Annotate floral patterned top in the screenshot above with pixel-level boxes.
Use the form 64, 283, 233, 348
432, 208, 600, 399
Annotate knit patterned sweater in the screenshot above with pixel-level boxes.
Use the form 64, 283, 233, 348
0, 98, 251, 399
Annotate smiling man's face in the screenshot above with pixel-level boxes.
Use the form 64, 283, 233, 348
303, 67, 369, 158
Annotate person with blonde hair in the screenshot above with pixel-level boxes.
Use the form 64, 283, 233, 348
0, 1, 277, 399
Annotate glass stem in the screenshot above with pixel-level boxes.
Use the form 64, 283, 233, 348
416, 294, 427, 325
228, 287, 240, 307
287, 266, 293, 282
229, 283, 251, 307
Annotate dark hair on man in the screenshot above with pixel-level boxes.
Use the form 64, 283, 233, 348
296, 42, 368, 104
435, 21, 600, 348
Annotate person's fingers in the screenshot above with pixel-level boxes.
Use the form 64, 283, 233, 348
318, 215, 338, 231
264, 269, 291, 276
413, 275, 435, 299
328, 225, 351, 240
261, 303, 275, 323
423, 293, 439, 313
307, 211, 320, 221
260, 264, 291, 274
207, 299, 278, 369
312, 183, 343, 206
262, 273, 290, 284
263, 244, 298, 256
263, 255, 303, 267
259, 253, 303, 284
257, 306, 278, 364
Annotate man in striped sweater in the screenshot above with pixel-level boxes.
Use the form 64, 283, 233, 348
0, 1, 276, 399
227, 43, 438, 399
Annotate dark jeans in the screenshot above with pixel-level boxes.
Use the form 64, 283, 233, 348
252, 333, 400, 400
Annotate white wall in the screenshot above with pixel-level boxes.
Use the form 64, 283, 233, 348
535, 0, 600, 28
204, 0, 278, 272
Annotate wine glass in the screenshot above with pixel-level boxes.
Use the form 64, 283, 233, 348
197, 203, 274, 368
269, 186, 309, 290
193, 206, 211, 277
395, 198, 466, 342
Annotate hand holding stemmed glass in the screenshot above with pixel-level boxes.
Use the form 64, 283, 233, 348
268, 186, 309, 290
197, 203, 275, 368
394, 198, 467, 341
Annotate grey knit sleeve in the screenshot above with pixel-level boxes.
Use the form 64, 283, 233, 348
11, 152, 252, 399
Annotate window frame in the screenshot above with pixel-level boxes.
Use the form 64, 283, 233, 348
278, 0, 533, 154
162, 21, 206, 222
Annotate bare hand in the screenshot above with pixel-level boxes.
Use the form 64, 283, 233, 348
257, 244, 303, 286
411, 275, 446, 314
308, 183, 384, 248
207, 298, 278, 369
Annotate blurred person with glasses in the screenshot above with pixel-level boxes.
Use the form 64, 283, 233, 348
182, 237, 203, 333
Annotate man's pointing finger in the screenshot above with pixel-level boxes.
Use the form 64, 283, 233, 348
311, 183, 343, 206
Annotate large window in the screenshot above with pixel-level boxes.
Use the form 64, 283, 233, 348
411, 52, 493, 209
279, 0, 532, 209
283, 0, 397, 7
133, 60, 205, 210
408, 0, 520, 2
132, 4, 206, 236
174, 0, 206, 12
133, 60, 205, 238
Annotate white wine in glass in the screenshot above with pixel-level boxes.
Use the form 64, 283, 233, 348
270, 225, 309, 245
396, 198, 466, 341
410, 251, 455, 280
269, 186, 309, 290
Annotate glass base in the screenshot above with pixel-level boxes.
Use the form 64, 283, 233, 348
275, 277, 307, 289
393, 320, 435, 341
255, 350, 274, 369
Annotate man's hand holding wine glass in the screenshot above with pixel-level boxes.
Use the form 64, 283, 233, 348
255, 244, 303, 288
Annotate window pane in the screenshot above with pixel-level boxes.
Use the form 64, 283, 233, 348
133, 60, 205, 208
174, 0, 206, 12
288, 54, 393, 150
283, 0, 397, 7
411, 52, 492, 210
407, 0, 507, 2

▶ _WHAT THE TASK ASKS_: The expected output is exactly the lines of the listing above between the line holding "Annotate dark hair" and the line holding "Annotate person's fingers", inclusive.

▶ _PROBLEM SOLUTION_:
Annotate dark hair on man in the screenshot above with pixel-level boxes.
Use the form 64, 283, 233, 348
296, 42, 368, 104
435, 21, 600, 348
Annotate person's fingers in the screenshot above with pixel-level boxes.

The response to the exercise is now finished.